What is needed: Copy word for word the lines of the data below, from the line with "the wooden railing" to the line with "pixel 161 64", including both of those lines.

Input rows:
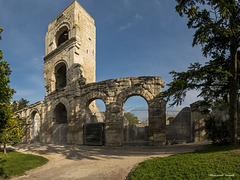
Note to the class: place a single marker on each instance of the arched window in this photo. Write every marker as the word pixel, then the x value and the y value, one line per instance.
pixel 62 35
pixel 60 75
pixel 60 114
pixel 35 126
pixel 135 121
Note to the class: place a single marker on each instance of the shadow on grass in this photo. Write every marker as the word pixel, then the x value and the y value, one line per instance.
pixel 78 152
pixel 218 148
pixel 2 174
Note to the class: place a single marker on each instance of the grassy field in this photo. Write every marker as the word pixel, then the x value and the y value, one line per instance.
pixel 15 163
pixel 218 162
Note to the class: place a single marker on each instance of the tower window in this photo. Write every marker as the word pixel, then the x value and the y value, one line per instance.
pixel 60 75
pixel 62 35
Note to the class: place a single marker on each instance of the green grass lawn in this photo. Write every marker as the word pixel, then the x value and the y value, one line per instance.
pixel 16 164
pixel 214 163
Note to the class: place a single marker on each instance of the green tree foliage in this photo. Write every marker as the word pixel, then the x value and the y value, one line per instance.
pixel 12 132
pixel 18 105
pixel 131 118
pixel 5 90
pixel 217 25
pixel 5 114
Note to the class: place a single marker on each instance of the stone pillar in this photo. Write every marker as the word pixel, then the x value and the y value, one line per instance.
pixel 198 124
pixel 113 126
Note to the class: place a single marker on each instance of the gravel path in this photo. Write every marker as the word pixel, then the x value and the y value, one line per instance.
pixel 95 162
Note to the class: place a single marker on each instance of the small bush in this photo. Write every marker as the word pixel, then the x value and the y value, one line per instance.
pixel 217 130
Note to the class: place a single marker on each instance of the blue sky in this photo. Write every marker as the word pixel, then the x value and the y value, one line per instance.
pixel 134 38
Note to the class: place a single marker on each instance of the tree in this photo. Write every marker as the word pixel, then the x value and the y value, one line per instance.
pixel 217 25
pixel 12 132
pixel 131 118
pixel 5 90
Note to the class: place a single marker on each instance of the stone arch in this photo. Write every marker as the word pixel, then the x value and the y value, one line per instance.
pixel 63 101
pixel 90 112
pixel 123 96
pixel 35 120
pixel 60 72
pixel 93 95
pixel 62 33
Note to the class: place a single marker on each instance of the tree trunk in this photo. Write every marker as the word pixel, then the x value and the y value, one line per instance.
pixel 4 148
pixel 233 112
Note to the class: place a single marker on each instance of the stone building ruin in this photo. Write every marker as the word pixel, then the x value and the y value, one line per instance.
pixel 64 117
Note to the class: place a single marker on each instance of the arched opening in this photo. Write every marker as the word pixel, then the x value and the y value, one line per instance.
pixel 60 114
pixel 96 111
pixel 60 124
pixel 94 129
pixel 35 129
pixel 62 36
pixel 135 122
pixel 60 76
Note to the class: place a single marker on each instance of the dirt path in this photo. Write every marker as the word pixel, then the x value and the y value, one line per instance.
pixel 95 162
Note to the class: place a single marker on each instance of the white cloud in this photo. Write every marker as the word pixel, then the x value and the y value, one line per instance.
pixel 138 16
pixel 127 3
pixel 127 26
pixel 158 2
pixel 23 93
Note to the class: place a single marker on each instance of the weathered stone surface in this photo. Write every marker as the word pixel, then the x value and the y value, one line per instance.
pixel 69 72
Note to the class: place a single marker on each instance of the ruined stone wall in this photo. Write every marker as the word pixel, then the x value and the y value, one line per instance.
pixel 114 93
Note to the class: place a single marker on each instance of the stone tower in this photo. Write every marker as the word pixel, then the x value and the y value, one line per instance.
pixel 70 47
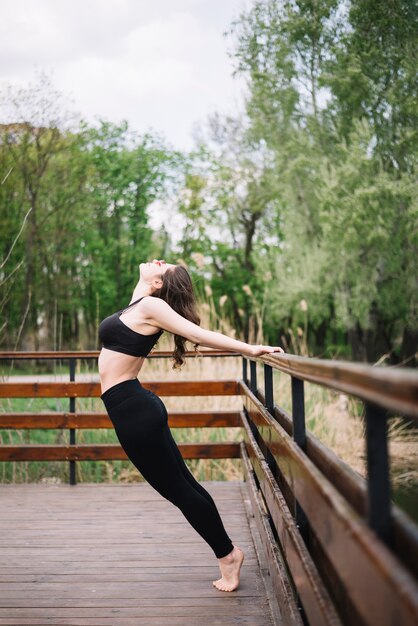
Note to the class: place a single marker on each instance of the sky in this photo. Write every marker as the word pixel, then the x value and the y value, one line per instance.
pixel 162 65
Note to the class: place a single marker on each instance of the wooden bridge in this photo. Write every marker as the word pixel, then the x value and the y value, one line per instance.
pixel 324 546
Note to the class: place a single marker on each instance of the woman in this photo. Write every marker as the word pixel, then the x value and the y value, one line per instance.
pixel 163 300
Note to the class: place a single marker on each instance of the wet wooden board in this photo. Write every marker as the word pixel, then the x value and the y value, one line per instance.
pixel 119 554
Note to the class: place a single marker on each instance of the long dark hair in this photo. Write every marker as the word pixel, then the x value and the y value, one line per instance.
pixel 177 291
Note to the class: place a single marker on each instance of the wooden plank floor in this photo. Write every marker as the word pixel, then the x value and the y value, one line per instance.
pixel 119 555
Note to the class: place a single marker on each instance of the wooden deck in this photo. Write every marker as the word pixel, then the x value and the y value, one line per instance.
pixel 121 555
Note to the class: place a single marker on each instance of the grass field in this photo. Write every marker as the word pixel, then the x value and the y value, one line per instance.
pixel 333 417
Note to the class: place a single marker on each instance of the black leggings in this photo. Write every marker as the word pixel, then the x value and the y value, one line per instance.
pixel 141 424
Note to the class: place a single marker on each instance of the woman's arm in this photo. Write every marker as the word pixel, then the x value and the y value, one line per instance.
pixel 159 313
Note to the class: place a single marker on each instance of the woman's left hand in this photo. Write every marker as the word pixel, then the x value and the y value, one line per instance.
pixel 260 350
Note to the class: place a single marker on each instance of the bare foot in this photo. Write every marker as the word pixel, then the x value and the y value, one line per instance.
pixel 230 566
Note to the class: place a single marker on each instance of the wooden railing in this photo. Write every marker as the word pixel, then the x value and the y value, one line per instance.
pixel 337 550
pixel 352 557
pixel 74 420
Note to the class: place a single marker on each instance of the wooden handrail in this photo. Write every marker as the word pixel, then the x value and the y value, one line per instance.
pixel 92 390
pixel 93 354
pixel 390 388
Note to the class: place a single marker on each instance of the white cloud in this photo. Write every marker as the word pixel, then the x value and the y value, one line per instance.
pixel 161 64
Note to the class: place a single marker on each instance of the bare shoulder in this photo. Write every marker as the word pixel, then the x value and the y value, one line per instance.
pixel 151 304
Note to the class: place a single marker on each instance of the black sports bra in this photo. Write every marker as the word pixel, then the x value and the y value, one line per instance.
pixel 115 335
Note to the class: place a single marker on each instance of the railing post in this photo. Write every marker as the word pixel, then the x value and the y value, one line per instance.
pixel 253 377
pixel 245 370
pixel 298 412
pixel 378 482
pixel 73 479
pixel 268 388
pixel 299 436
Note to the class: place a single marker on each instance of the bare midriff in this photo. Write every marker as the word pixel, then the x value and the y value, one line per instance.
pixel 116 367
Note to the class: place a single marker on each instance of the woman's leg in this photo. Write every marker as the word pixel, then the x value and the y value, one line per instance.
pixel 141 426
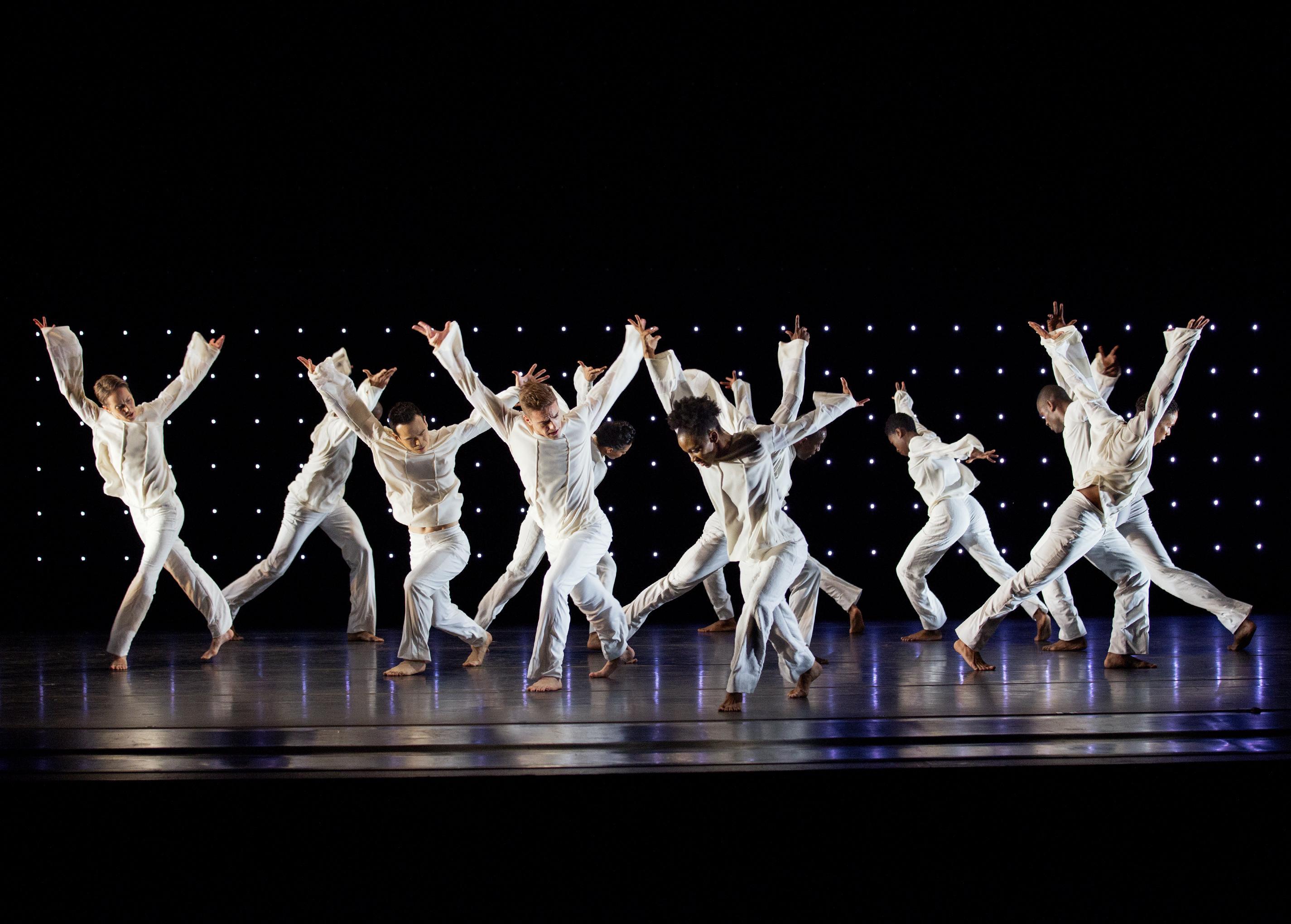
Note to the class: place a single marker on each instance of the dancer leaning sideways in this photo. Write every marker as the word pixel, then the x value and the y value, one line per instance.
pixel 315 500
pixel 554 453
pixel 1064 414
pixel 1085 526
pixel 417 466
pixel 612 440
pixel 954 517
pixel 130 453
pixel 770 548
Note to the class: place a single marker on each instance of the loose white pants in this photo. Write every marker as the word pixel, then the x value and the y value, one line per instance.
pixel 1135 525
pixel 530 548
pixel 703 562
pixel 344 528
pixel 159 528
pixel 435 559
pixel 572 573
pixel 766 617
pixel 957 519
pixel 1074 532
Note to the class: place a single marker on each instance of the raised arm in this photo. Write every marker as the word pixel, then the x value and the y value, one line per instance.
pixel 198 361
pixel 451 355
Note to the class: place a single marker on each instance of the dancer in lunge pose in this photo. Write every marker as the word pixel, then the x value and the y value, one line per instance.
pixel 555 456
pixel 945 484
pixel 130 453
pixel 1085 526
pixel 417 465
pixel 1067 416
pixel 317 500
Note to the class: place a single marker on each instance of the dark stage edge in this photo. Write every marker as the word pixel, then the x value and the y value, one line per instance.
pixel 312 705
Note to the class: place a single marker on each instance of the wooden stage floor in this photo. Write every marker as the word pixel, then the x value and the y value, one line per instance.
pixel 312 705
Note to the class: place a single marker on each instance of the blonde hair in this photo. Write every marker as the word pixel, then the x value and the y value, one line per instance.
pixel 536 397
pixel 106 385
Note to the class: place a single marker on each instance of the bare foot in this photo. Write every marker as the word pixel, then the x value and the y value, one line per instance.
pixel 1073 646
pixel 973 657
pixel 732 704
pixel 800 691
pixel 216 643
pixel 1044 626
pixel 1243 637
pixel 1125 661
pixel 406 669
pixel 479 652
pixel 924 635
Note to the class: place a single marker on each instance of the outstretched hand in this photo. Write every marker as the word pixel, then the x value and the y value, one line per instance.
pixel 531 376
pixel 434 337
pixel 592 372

Solution for this task:
Note to the class: place a single marker on each instance of the wooden railing in this photo. Write every marker as the word pixel, then the x value and the y value, one line per instance.
pixel 337 550
pixel 352 557
pixel 74 420
Note to the class: place a single marker on each instance of the wooden handrail in this photo. Write every marker as the word pixel, then the x value and the y value, one line per instance.
pixel 92 390
pixel 93 354
pixel 390 388
Note to the class: place a single marker on each instance of the white cloud in this photo. Write every marker as the word pixel, then the x value and the y value, one line per instance.
pixel 161 64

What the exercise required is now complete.